• Provided data:
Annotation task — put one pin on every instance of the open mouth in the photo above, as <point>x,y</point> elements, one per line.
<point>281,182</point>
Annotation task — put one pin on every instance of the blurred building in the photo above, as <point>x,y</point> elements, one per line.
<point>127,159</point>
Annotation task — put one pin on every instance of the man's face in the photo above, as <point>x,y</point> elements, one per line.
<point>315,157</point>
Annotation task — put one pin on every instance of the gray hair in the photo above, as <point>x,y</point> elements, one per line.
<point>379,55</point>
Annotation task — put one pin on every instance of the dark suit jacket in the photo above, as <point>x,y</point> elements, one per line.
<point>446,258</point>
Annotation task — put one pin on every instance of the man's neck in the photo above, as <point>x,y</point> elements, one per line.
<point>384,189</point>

• Exercise details:
Reproduce every item above word for word, in the order given.

• Response to the task:
Annotation task — put one pin on every instance of the open mouth in the photo above, as <point>x,y</point> elements, one per line.
<point>281,182</point>
Annotation task — put one pin on every instance of the blurred building in the photo above, as <point>x,y</point> elements, one per line.
<point>127,159</point>
Annotation task — put one pin on every instance of the man's face in the photo above, as <point>x,y</point> elements, one per line.
<point>315,157</point>
Annotation task — put one pin on every instance of the gray hair in the photo above, as <point>x,y</point> elements, one per line.
<point>379,55</point>
Annotation task — put one pin on every instance of the dark suit jacket in the photo above, as <point>x,y</point> elements, one per line.
<point>446,258</point>
Annotation task — put one pin on every instance of the man's neck in the photo above, as <point>x,y</point> elements, one per line.
<point>384,189</point>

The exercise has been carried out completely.